Ações a executar -
a: No trecho sobre a perda de pontos do Flamengo e da Portuguesa, reproduza a parte que começa com as palavras "O princípio da Impessoalidade, fundamental" e termina com "para caso semelhante.", trocando "STJD" por "Superior Tribunal de Justiça Desportiva".
b: Dê continuidade ao trecho sobre a perda de pontos do Flamengo e da Portuguesa a partir da última frase apresentada.

Trecho -
:::::

O imbróglio que se tornou a questão da perda de pontos pelo Clube de Regatas do Flamengo e pela Portuguesa de Desportos promete capítulos tensos em uma novela que pode se arrastar por longa jornada.
Primeiro um cidadão/torcedor pleiteando direito próprio com base no Estatuto do Torcedor procurou a justiça comum logrando êxito em seu pedido liminar (tutela provisória de urgência), já que se sentiu lesado pela decisão da justiça desportiva. Em ato consequente outro cidadão/torcedor também pleiteando direito próprio e alegando a existência de conexão nos lindes do art. 103 do CPC conseguiu na mesma 42ª Vara Cível de São Paulo o mesmo provimento judicial em caráter liminar:
"Art. 103. Reputam-se conexas duas ou mais ações, quando Ihes for comum o objeto ou a causa de pedir."
Embora não haja tomado conhecimento da causa petendi da ação entendo legítimo e digno de acolhimento pela Justiça Comum pedido que se faça nos seguintes termos do Estatuto do Torcedor:
"Art. 34. É direito do torcedor que os órgãos da Justiça Desportiva, no exercício de suas funções, observem os princípios da impessoalidade, da moralidade, da celeridade, da publicidade e da independência".
Art. 35. As decisões proferidas pelos órgãos da Justiça Desportiva devem ser, em qualquer hipótese, motivadas e ter a mesma publicidade que as decisões dos tribunais federais.
Aduz-se do art. 34 do Estatuto a necessidade de a Justiça Desportiva atender os princípios da impessoalidade, da moralidade e da publicidade (destaco). De fato, a decisão proferida pelo STJD não bem se desincumbiu do respeito aos princípios destacados.
O princípio da Impessoalidade, fundamental á qualquer decisão judicial restou renegado a um plano distante quando casuisticamente resolveu o STJD retirar 4 pontos do Flamengo e da Portuguesa quando que processos anteriores já houvera precedente de, por exemplo, a mera aplicação de multa para caso semelhante.
Neste instante faz-se lembrar que, a simples pena de multa foi aplicada ao Cruzeiro Esporte Clube ainda no princípio da competição, o que não seria capaz de naquele instante gerar um dano como o sofrido pelo Flamengo e a portuguesa, que se viram penalizadas quando a competição já se tinha findado sem possibilidade de recuperação por meio da prática do futebolística, mas apenas nos limitados entendimentos da Justiça Desportiva, o que vulgarmente se alcunha de tapetão.
O desatendimento do princípio da Moralidade torna-se consectário da insurgência ao princípio da Impessoalidade, quando independente do uso de auxílio de lupa se percebe uma decisão menos jurídica e mais política e de interesses por parte do STJD. A motivação desta insurgência é mera especulação inservível como fundamento jurídico, mas servível como indício e capaz de formar uma cognição se somados a outros fatos. O que se alega é o interesse de se manter o Fluminense Futebol Clube na 1ª divisão, já que clube de alto investimento e politicamente forte, rebaixando a Portuguesa de Desportos de muito menor investimento e influência política.

:::::

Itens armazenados
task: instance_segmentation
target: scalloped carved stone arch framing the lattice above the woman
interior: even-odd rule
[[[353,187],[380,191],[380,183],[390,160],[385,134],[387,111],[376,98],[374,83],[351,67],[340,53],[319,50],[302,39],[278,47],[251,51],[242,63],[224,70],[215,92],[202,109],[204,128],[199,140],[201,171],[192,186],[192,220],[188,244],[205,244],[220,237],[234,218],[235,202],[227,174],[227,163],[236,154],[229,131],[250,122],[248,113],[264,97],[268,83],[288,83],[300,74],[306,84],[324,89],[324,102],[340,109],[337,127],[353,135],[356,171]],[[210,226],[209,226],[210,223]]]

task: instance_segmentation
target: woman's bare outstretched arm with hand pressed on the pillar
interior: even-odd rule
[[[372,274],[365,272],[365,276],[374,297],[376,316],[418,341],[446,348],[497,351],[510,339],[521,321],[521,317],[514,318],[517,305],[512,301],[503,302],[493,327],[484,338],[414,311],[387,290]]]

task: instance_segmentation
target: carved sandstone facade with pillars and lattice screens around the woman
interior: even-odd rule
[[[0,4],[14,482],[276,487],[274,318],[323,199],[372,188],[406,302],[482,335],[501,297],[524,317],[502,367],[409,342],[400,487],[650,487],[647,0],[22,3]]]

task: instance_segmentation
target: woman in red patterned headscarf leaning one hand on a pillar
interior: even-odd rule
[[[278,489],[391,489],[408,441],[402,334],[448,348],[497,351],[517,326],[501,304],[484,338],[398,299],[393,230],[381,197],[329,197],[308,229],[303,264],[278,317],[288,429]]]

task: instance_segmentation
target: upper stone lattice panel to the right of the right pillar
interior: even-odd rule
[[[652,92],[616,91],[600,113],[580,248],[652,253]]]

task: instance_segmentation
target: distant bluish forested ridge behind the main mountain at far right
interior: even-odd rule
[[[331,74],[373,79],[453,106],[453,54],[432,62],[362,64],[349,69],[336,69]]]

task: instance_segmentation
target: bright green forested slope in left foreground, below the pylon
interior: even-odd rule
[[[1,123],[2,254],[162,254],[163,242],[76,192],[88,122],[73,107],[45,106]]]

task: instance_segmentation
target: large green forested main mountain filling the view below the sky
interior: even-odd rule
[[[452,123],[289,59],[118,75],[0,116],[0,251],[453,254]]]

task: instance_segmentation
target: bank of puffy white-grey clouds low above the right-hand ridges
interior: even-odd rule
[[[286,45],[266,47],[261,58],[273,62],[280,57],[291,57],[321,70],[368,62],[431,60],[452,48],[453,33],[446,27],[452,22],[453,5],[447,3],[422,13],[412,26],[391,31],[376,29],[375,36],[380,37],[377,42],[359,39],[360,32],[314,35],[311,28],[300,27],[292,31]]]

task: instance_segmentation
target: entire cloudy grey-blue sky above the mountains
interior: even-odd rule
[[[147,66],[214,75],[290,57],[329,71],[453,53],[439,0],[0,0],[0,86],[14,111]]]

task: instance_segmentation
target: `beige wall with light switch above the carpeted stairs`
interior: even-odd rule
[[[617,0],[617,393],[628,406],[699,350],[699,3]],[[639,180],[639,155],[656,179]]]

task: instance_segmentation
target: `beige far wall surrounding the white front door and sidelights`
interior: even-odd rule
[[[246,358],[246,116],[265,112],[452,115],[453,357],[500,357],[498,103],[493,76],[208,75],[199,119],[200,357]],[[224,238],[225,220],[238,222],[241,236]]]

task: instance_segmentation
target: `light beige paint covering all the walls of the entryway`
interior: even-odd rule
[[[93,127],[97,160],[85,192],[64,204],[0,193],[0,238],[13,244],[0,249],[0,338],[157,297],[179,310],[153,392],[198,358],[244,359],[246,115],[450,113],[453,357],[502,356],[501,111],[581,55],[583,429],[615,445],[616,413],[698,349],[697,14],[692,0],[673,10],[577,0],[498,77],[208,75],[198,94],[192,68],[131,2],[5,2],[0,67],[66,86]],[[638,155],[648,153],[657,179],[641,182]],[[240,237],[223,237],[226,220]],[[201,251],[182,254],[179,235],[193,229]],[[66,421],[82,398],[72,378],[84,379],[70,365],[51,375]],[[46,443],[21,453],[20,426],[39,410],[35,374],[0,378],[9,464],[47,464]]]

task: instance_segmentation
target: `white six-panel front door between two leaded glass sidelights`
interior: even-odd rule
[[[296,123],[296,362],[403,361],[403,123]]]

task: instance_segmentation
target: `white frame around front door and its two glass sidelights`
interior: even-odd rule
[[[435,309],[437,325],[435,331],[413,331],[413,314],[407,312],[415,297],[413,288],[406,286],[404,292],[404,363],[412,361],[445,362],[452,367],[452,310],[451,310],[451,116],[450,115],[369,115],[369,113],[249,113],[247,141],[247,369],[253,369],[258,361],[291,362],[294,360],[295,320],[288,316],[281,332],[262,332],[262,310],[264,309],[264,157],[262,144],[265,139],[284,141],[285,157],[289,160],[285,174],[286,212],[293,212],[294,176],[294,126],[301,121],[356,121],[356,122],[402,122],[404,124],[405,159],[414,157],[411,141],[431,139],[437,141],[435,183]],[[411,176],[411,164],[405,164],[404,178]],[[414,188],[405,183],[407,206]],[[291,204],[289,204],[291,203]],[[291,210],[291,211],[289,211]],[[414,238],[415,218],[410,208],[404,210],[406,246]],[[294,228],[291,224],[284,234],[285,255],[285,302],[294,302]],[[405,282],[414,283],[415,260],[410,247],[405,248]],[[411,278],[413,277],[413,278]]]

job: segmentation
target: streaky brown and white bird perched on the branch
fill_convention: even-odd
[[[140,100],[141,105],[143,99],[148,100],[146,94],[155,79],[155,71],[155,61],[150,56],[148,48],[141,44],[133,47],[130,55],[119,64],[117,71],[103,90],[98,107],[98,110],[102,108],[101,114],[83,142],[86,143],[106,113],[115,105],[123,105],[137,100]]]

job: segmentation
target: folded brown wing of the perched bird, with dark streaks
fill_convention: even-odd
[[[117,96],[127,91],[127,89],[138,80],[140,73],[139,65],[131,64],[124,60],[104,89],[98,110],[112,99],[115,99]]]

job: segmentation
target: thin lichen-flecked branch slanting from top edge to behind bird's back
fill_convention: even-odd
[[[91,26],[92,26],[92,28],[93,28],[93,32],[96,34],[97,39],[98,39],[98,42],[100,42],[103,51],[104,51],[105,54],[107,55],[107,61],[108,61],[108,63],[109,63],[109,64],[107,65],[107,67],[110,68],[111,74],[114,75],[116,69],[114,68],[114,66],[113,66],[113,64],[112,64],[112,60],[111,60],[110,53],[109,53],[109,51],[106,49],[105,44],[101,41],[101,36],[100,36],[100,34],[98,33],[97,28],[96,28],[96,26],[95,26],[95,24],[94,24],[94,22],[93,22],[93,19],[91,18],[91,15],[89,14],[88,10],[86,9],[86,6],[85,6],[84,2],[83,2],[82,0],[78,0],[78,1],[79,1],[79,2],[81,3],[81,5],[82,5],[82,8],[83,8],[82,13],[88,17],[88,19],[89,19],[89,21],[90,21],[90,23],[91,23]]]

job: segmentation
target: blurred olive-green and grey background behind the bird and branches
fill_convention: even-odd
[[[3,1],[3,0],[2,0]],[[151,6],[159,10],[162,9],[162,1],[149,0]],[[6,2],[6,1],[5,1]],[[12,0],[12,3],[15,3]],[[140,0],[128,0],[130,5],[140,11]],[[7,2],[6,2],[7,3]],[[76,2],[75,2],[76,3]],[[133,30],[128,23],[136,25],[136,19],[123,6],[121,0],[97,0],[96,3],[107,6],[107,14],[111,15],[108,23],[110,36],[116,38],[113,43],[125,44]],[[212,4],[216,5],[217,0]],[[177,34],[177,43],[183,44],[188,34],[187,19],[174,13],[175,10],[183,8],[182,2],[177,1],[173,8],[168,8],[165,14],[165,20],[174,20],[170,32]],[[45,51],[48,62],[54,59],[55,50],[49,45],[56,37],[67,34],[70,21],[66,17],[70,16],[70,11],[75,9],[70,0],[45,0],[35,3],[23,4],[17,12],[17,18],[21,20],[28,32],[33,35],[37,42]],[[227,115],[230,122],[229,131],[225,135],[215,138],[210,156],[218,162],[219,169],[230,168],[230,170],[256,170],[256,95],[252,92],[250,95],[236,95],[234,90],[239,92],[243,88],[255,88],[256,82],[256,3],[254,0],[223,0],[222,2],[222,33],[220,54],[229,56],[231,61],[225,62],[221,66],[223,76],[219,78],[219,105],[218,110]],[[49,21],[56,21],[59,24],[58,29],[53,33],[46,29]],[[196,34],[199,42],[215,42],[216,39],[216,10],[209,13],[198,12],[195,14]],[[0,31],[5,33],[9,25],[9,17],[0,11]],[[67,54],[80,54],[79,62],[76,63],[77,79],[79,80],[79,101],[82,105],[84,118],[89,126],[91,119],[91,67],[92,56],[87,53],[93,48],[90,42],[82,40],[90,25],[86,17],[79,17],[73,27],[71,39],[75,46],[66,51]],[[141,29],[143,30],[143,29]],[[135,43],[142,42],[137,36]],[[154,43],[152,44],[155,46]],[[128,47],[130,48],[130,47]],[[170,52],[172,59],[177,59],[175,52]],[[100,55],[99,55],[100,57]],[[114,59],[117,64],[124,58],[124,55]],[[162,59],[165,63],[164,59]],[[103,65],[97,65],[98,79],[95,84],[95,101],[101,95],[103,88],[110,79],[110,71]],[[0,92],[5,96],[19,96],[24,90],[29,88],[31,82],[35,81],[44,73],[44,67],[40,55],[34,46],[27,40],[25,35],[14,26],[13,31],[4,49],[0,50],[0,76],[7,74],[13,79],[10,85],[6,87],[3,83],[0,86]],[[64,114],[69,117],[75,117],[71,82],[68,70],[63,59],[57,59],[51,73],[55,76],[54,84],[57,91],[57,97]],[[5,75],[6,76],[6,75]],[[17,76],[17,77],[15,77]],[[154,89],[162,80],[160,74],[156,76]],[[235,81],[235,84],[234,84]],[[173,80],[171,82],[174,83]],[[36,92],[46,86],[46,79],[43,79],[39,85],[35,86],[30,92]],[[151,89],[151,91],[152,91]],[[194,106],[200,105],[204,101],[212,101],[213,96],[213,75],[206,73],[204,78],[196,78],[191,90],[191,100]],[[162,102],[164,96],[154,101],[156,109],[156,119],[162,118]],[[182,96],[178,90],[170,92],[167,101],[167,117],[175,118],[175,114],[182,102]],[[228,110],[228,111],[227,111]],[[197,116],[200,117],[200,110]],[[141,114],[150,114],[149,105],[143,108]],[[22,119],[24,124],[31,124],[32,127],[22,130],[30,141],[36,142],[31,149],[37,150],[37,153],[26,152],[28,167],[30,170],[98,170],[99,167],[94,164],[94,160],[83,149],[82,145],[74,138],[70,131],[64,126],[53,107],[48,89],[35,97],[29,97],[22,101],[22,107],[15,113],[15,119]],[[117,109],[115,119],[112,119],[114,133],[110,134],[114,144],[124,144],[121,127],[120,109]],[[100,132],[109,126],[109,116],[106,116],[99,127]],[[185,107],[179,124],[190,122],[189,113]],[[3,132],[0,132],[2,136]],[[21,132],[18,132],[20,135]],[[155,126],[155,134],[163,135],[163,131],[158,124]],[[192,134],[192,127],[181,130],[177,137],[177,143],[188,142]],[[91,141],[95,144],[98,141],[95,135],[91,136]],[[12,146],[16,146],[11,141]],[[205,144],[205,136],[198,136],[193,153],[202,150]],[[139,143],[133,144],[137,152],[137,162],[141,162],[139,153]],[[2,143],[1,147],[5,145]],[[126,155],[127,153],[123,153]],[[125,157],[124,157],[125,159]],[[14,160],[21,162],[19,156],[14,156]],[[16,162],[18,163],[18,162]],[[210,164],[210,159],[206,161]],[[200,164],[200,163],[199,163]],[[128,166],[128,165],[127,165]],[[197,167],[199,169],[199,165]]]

:::::

Resultados do exercício -
a:
O princípio da Impessoalidade, fundamental á qualquer decisão judicial restou renegado a um plano distante quando casuisticamente resolveu o Superior Tribunal de Justiça Desportiva retirar 4 pontos do Flamengo e da Portuguesa quando que processos anteriores já houvera precedente de, por exemplo, a mera aplicação de multa para caso semelhante.

b:
Acrescenta-se ainda que, para muitos, a mera conquista de um novo "status" na competição sem o mérito de ser obtido por seus próprios esforços, obtidos presumidamente por influência político-financeira, já se revelaria imoral por sua própria essência.
Ainda se revelaria imoral a decisão de um tribunal capaz de fornecer lesão irreparável a uma das partes utilizando-se de um artigo que o mesmo ordenamento ordena de forma diversa, em inarredável antinomia jurídica, em inapelável conflito de normas.
Quando diante de um caso assim diz a melhor técnica jurídica que se resolva a questão exegética por meio de princípios, e que se evite penalizar a parte a partir de um ordenamento que traz duas respostas para a mesma questão.
Quanto à questão da publicidade o Estatuto do Torcedor também é claro ao exigir da Justiça Desportiva a mesma publicidade dos tribunais federais.
Neste particular o art. 133 do CBJD - Código Brasileiro de Justiça Desportiva afirma que nas decisões condenatórias os efeitos da decisão passam a valer a partir do dia seguinte à sua proclamação. Como o julgamento ocorreu na sexta-feira, criou-se uma grande dúvida sobre a aplicação dos seus efeitos já no sábado, ou, então, apenas a partir do primeiro dia útil.
Se o Estatuto do Torcedor exige que haja a mesma publicidade conferida aos tribunais federais deve essa decisão produzir seus efeitos no 1º dia útil seguinte ao seu proferimento, já que proferida sexta-feira, produzindo seus efeitos somente na segunda-feira, até porque pretendeu legislador garantir que o torcedor tenha ciência do espetáculo que irá assistir, dos atores que irão atuar. No caso do Flamengo, por exemplo, sexta-feira os ingressos já estavam quase todos adquiridos para o jogo que iria se realizar no sábado, pretendeu o legislador evitar o fator surpresa e vender espetáculos com transparência.
Como fator decisivo e incontestável a corroborar o entendimento exposto há o art 43 do CBJD que proclama em sua literalidade que "considera prorrogado até o 1º dia útil se o início ou vencimento cair em sábado, domingo ou feriado ou em dia em que não houver expediente normal na sede do órgão judicante".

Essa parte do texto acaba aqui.